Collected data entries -
-- Start --

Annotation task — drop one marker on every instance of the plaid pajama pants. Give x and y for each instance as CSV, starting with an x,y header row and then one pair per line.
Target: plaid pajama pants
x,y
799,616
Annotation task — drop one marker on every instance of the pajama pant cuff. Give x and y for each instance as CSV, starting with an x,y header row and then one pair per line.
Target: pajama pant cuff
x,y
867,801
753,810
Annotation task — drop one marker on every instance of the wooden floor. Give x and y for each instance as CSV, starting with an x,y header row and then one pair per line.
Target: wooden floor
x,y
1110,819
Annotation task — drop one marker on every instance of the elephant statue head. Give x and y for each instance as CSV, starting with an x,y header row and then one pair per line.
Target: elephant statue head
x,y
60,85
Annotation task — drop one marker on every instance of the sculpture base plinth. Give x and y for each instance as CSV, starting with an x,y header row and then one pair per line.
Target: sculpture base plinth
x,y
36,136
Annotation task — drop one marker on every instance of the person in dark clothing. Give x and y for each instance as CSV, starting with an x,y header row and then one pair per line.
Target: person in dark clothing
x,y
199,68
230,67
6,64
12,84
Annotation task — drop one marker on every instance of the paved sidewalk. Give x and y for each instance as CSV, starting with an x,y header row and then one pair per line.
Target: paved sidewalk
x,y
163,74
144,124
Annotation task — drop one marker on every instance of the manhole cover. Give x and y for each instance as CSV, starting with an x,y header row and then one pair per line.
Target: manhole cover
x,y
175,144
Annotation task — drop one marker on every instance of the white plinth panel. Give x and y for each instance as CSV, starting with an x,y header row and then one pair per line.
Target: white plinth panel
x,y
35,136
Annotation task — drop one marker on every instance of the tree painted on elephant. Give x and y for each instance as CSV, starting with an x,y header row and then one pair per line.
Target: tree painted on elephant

-- End --

Your objective -
Swap every "plinth" for "pedestal" in the listing, starting with the line that contains "of the sculpture" and going on through the end of the listing. Give back only those lines, with everything else unchanged.

Answer to this exercise -
Annotation task — drop one marker on every instance of the sculpture base pedestal. Give x and y for each instance as CSV, starting with an x,y header row and then one pair per line.
Target: sculpture base pedestal
x,y
36,136
Annotation task — drop one marker on every instance of the person in dark clothing. Give x and y for each instance as CSV, starting with an x,y header row and then one pair per line.
Target: person in dark clothing
x,y
199,68
230,67
6,64
12,84
Annotation task — drop one marker on every instance of the paved sidewalk. Give x and y for each instance as CSV, starting with an x,y header row and then one pair per line.
Target: paved sidewalk
x,y
163,74
144,124
Annotation task — drop one marker on every instance of the manhole cover. Give x and y for each instance as CSV, starting with an x,y header row and then one pair per line.
Target: manhole cover
x,y
175,144
Annotation task — drop one marker on every instance of the white pedestal panel. Give x and y for each instance as CSV, starting with an x,y header row and then one pair per line.
Target: white pedestal panel
x,y
35,136
Annotation task — drop one marker on every instance of the tree painted on elephant. Give x and y for each instance as CSV, starting with an x,y header row and then one pair per line.
Target: tree painted on elephant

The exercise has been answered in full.